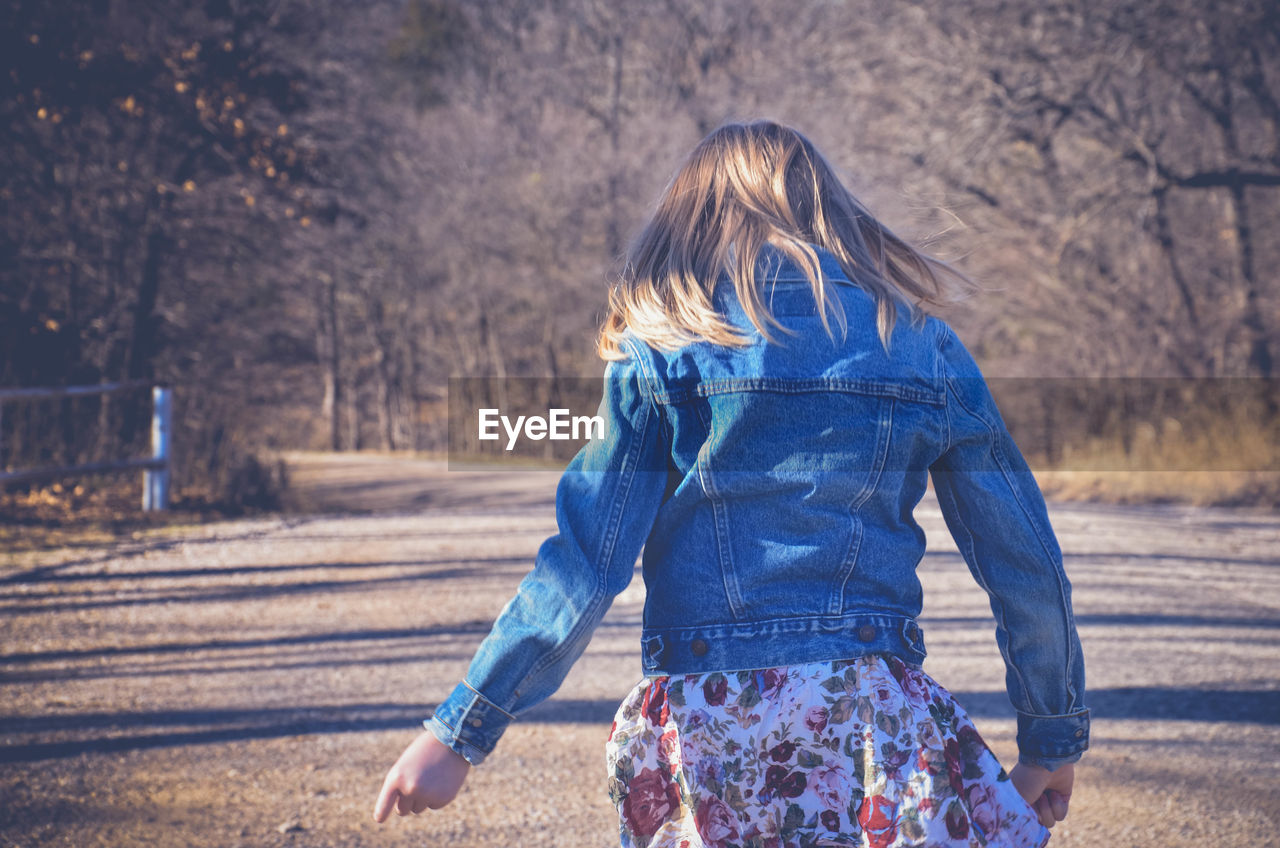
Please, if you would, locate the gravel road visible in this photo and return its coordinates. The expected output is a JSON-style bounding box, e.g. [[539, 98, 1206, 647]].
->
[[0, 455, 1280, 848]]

·····

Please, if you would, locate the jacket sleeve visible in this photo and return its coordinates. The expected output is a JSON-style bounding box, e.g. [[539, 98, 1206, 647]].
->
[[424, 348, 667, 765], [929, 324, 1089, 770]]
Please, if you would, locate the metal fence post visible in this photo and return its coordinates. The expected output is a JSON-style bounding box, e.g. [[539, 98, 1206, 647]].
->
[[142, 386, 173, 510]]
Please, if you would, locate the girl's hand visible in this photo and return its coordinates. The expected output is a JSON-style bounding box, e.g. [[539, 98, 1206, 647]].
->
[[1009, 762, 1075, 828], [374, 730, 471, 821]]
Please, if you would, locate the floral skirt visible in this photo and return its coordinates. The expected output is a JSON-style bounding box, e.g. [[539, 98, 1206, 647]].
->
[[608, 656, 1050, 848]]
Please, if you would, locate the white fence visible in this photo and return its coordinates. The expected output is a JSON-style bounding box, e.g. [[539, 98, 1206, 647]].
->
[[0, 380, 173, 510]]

·····

• _Task statement_: Can you write out, word for word, the lines starting at the one that contains "Please, if you would, locate the floral" and ending after the one that contains "[[0, 380, 173, 510]]"?

• _Response to the exercise_:
Please, if you would, locate the floral skirt visible in this photo and return its coordinates. The expected output is a JSON-style bounding box, e.g. [[539, 98, 1206, 647]].
->
[[608, 656, 1050, 848]]
Please, if you would, locate the white fence visible in this photo and return its coordinates. The expected output is a JSON-style bounding box, e.g. [[539, 98, 1206, 647]].
->
[[0, 380, 173, 510]]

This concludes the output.